■ A FAZER ■
[A] De acordo com o trecho sobre jornalismo e inteligência artificial, quantos postos de trabalho o jornalismo brasileiro perdeu entre 2013 e 2023?
[B] Extraia do trecho sobre jornalismo e inteligência artificial a passagem que começa em "O SR. PRESIDENTE" e vai até "Fique à vontade.".
═══ BLOCO DE TEXTO ═══
Esses dispositivos são fundamentais porque tocam em um ponto central: a inteligência artificial só funciona porque se alimenta do conteúdo produzido por jornalistas, artistas, escritores, fotógrafos, cinegrafistas e tantos outros profissionais.
O SR. PRESIDENTE (Reginaldo Lopes. Bloco/PT - MG) - Antônio Paulo, só instante. Quero convidar a nossa Presidenta para se sentar à mesa e coordenar a nossa reunião.
O SR. ANTÔNIO PAULO DA SILVA SANTOS - Bom dia, Deputada Luisa.
A SRA. PRESIDENTE (Luisa Canziani. Bloco/PSD - PR) - Bom dia.
Desculpe-me pela intromissão. Fique à vontade.
O SR. ANTÔNIO PAULO DA SILVA SANTOS - Continuando sobre essa questão dos dispositivos fundamentais como ponto central, a inteligência artificial só funciona porque se alimenta desses conteúdos. Se esse conteúdo é utilizado sem autorização, sem citação e sem remuneração, ocorre aí uma clara violação de direitos autorais, uma prática que a Fenaj tem corretamente chamado de plágio e desvio ético.
Precisamos contextualizar toda essa problemática com a realidade do mercado de trabalho.
Em pesquisa realizada pela Fenaj, em parceria com o Dieese, ficou demonstrado que entre 2013 e 2023, portanto, 1 década, o jornalismo brasileiro perdeu 10.982 postos de trabalho, o que corresponde a uma redução de 18% do número de empregos com carteira assinada. Em 1 década, saímos de quase 61 mil vínculos formais para menos de 50 mil. Esse é um dado alarmante que mostra o encolhimento das redações, a precarização da profissão e a substituição de vínculos formais por trabalhos cada vez mais informais e instáveis.
═══ MATERIAL FORNECIDO ═══
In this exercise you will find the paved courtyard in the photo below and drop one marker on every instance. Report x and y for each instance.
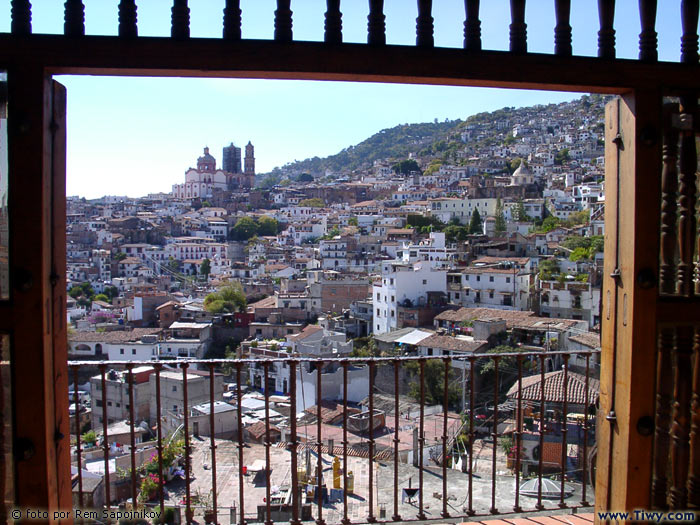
(280, 476)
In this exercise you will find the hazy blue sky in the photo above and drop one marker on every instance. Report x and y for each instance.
(138, 135)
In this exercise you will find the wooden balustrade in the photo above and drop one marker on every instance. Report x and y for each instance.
(21, 24)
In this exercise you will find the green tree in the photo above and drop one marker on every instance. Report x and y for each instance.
(227, 299)
(561, 156)
(500, 218)
(434, 380)
(205, 269)
(313, 203)
(267, 226)
(405, 167)
(244, 229)
(475, 223)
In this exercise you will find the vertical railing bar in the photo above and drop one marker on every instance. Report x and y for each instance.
(212, 432)
(319, 442)
(283, 21)
(376, 26)
(424, 24)
(132, 437)
(470, 509)
(694, 474)
(584, 502)
(396, 516)
(540, 465)
(232, 20)
(188, 467)
(333, 25)
(445, 401)
(78, 450)
(241, 490)
(345, 520)
(159, 429)
(687, 219)
(105, 438)
(128, 27)
(606, 35)
(680, 429)
(74, 18)
(421, 440)
(494, 509)
(518, 27)
(669, 201)
(518, 435)
(647, 37)
(472, 26)
(266, 375)
(293, 429)
(21, 17)
(180, 20)
(564, 430)
(371, 518)
(689, 40)
(562, 31)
═══
■ RESPOSTAS DOS EXERCÍCIOS ■
[A] 10.982 postos de trabalho.

[B]
O SR. PRESIDENTE (Reginaldo Lopes. Bloco/PT - MG) - Antônio Paulo, só instante. Quero convidar a nossa Presidenta para se sentar à mesa e coordenar a nossa reunião.
O SR. ANTÔNIO PAULO DA SILVA SANTOS - Bom dia, Deputada Luisa.
A SRA. PRESIDENTE (Luisa Canziani. Bloco/PSD - PR) - Bom dia.
Desculpe-me pela intromissão. Fique à vontade.